**Task**
Please copy out every line of the listing below, requests included, multiplying each x and y coordinate in the answers by 2.4 and rounding to the nearest whole number, with halves rounded up.

**Dataset excerpts**
- - -
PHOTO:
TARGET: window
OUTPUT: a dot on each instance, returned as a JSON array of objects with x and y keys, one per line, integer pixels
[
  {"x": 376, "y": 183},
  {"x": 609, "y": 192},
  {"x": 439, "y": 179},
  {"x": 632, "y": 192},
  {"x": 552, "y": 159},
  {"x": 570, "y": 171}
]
- - -
**Task output**
PHOTO:
TARGET: window
OUTPUT: a dot on each instance, returned as a JSON array of objects with x and y keys, one per line, integer pixels
[
  {"x": 902, "y": 439},
  {"x": 1462, "y": 461},
  {"x": 1054, "y": 430},
  {"x": 1517, "y": 461},
  {"x": 1325, "y": 382},
  {"x": 1368, "y": 410}
]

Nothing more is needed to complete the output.